● **ASSIGNED TASK**: Required from the data below: the exact lines starting at the line containing "of the night" and ending at the line containing "debris pile, dropping", with both ends kept and all pictures dropped.
━━━━━━━━━━━━━━━━━━━━
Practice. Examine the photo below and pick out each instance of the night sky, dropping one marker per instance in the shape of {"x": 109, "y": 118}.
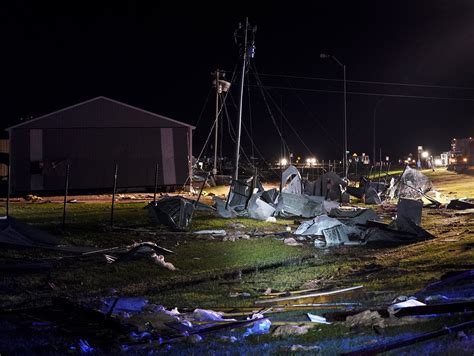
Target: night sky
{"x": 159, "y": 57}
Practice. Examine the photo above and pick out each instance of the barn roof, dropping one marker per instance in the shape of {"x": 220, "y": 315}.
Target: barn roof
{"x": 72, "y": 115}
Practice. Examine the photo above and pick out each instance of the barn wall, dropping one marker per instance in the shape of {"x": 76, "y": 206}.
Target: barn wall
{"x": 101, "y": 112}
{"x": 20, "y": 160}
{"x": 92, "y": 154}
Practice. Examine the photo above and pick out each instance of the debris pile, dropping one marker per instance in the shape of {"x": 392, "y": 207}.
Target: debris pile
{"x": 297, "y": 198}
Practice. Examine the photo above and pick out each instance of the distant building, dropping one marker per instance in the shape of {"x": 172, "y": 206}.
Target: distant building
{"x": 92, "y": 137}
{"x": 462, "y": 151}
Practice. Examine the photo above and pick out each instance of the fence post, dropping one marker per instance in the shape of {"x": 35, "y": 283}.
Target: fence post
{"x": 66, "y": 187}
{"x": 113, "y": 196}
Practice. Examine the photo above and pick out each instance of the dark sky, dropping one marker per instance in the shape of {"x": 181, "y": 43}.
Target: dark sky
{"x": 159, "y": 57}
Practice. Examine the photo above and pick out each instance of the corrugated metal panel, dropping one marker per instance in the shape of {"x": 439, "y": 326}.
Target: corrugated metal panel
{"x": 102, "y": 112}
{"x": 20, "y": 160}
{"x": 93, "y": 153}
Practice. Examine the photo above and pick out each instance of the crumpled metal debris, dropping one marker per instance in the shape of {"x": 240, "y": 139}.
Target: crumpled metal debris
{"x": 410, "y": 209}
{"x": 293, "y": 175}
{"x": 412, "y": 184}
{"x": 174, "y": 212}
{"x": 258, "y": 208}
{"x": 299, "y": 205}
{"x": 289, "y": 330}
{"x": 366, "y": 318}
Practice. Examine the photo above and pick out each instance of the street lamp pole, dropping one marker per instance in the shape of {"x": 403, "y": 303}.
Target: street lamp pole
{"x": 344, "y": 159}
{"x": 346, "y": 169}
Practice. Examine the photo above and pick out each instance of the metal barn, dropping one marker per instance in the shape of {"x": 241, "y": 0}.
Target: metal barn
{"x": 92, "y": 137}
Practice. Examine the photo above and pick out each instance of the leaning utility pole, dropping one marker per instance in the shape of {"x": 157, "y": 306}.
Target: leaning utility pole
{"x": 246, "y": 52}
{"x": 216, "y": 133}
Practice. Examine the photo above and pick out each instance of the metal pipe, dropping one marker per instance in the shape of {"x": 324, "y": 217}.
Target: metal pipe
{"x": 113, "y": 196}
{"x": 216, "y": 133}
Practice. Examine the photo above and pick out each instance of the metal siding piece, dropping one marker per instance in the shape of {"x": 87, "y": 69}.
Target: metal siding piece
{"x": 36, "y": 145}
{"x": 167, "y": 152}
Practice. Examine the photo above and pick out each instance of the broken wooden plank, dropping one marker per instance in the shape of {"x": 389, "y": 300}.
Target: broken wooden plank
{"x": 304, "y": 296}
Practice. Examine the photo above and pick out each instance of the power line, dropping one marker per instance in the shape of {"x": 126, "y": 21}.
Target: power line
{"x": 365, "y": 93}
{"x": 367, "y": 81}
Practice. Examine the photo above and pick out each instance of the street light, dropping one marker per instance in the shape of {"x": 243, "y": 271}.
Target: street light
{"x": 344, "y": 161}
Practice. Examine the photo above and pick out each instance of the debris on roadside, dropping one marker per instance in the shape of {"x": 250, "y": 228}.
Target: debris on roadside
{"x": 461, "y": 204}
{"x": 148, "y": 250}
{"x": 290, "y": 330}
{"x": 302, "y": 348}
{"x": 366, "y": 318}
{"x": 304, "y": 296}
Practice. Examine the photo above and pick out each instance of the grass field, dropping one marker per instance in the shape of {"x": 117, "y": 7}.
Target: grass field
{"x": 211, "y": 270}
━━━━━━━━━━━━━━━━━━━━
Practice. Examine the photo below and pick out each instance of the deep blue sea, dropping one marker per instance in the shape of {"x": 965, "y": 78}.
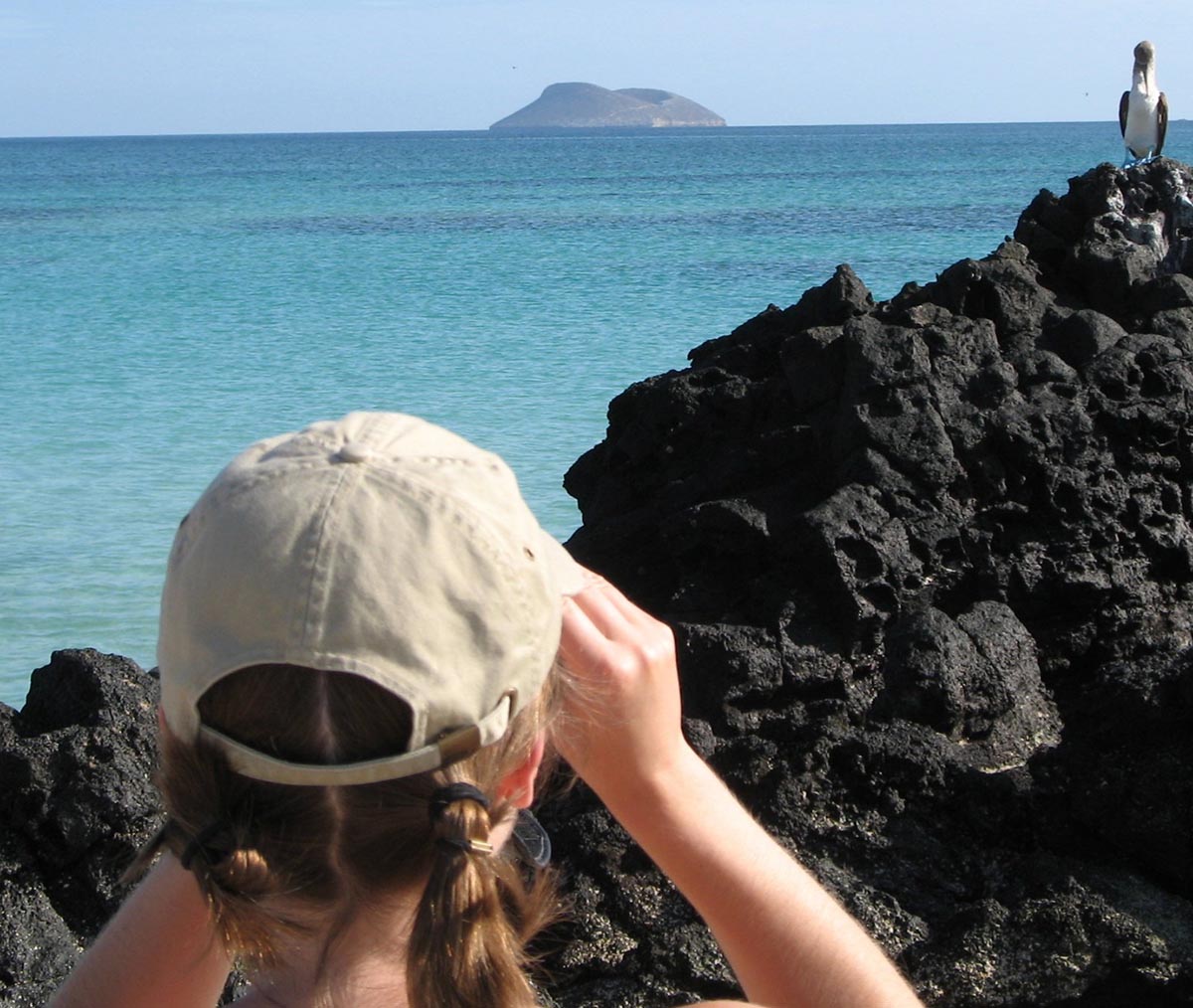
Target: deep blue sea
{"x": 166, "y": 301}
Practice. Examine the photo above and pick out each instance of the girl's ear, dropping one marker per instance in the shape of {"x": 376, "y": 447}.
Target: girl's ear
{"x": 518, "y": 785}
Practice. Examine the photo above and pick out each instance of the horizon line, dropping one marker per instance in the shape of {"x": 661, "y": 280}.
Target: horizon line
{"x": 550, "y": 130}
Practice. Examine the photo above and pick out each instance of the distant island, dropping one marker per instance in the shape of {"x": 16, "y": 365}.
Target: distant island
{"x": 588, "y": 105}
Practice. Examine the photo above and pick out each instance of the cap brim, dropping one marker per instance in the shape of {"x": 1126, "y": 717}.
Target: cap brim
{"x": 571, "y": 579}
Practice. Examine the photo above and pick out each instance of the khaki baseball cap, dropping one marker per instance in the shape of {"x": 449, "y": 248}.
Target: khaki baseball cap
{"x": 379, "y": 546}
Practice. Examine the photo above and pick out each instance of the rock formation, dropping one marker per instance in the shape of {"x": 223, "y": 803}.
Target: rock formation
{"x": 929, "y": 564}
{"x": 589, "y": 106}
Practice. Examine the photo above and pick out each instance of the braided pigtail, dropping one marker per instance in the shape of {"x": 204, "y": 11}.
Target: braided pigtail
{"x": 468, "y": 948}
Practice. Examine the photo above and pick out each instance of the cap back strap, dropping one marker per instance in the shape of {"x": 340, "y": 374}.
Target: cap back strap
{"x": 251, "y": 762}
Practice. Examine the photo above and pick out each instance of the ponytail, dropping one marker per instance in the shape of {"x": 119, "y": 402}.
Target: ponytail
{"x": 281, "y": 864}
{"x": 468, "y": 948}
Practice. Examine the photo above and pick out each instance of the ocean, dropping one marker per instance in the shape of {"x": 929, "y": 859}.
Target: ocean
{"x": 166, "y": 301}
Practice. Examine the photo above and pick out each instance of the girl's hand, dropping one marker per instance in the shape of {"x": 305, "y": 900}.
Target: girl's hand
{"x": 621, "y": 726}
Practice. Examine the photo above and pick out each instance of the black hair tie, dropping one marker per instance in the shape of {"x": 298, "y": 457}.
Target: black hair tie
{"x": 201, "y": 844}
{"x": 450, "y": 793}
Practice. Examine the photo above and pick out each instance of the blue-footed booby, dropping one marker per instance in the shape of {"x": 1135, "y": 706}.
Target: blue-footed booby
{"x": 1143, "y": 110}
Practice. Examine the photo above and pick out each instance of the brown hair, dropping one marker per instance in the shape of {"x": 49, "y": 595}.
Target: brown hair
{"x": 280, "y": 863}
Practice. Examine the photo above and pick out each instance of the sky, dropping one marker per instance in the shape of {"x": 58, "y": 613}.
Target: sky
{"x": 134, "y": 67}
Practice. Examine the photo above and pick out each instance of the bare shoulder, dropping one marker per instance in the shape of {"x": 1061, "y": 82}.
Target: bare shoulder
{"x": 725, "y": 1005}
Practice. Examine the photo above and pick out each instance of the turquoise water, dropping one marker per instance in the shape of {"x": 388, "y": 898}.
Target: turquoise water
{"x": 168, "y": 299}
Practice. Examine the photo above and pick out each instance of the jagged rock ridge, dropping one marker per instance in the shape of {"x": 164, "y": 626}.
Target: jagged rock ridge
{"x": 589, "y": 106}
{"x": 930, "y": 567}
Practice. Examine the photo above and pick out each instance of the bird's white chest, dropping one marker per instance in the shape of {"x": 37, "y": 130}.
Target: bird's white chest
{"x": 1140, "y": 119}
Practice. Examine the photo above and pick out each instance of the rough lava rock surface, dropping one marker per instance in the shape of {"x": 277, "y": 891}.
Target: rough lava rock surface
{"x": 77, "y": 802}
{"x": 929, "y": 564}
━━━━━━━━━━━━━━━━━━━━
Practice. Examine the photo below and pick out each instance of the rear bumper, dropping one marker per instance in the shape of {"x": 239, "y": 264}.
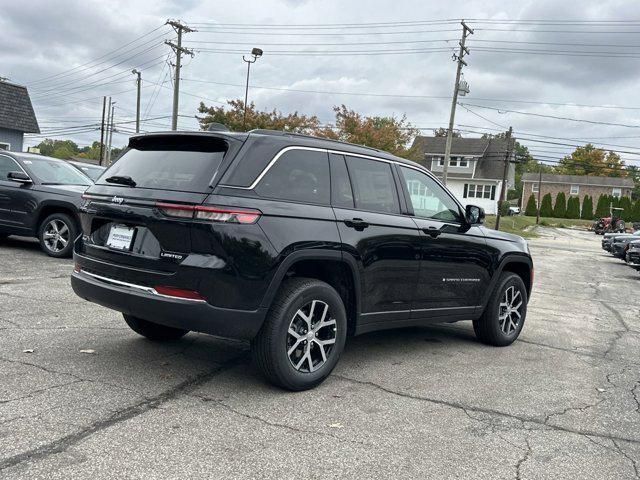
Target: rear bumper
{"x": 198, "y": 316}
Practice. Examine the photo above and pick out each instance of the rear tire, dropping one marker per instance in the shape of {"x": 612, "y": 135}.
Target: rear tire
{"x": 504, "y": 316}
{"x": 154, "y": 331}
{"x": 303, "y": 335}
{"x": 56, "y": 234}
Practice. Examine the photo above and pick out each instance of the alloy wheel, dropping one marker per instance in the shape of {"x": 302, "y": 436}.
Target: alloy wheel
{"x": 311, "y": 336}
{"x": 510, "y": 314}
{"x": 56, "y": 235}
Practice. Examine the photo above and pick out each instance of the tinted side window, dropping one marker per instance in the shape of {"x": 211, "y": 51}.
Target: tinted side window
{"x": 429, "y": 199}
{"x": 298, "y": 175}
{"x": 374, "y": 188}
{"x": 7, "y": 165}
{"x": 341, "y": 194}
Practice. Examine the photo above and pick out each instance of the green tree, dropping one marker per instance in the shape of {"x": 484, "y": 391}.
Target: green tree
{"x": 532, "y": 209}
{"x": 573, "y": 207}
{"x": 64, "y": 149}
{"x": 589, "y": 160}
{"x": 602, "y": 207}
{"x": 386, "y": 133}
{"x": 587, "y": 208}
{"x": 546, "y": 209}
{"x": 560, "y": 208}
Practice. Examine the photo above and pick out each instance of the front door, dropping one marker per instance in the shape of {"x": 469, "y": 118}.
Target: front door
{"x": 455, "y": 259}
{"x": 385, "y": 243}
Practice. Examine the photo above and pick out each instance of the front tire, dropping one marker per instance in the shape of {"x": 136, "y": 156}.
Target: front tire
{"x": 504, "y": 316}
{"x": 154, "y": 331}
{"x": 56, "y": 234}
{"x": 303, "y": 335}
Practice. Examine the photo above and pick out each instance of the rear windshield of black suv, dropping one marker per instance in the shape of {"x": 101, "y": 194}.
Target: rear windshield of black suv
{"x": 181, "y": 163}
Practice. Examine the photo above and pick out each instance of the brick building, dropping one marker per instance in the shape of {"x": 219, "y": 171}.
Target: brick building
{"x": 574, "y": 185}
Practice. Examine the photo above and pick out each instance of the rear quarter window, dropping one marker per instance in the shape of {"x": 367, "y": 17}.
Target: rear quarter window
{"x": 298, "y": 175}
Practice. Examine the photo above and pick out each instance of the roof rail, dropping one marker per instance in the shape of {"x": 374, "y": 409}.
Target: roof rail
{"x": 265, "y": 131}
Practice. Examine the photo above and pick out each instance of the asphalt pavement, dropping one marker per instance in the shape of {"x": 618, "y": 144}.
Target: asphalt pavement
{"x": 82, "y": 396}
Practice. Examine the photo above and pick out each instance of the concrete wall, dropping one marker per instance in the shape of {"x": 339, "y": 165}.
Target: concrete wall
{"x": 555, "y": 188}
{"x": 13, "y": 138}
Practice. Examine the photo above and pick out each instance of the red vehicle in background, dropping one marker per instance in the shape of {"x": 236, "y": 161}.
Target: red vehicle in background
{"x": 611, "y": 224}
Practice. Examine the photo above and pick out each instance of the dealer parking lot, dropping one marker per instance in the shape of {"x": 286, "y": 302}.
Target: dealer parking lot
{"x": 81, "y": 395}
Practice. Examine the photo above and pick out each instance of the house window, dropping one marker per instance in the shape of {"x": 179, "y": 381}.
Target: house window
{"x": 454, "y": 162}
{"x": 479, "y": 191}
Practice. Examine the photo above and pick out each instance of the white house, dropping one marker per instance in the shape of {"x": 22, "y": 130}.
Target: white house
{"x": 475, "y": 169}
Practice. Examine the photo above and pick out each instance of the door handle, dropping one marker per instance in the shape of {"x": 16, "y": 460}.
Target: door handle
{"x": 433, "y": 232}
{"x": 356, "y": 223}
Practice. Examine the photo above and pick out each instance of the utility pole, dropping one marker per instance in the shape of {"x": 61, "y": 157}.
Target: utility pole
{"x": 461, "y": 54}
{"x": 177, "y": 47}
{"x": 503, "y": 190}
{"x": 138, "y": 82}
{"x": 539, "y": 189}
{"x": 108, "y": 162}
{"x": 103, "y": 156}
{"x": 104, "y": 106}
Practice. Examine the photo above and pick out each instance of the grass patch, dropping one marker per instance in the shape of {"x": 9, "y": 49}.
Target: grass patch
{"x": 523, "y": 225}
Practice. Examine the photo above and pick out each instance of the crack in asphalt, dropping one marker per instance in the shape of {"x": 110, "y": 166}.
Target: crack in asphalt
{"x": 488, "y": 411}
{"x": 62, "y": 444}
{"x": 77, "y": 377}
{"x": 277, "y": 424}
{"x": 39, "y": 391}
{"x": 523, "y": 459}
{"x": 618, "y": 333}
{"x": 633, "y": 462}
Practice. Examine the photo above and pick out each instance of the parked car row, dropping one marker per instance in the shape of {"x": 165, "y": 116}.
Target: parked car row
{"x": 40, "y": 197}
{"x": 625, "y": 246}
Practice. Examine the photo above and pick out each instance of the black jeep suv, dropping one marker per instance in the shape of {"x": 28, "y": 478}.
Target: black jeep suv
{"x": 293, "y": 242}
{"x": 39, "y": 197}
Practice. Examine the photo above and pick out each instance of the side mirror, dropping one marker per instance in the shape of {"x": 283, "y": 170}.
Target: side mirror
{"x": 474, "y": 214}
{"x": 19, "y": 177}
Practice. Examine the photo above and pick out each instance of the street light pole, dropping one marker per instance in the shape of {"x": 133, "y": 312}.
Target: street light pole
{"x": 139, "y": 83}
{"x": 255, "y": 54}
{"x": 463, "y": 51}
━━━━━━━━━━━━━━━━━━━━
● **OUTPUT FOR THIS EXERCISE**:
Practice. Examine the photo below and pick out each instance of the night sky, dropping one marker per instance in the shape of {"x": 109, "y": 118}.
Target: night sky
{"x": 159, "y": 57}
Practice. Examine the photo above and pick out each instance of the barn roof, dropping one marker per instance in the shape of {"x": 220, "y": 315}.
Target: barn roof
{"x": 72, "y": 115}
Practice. Examine the photo above and pick out each instance of the barn wall, dropping one marker per instance in the shape of {"x": 76, "y": 206}.
Target: barn wall
{"x": 101, "y": 112}
{"x": 20, "y": 160}
{"x": 92, "y": 154}
Practice. Examine the photo above and pick out each instance of the debris pile, dropping one marker per instance in the shape of {"x": 392, "y": 207}.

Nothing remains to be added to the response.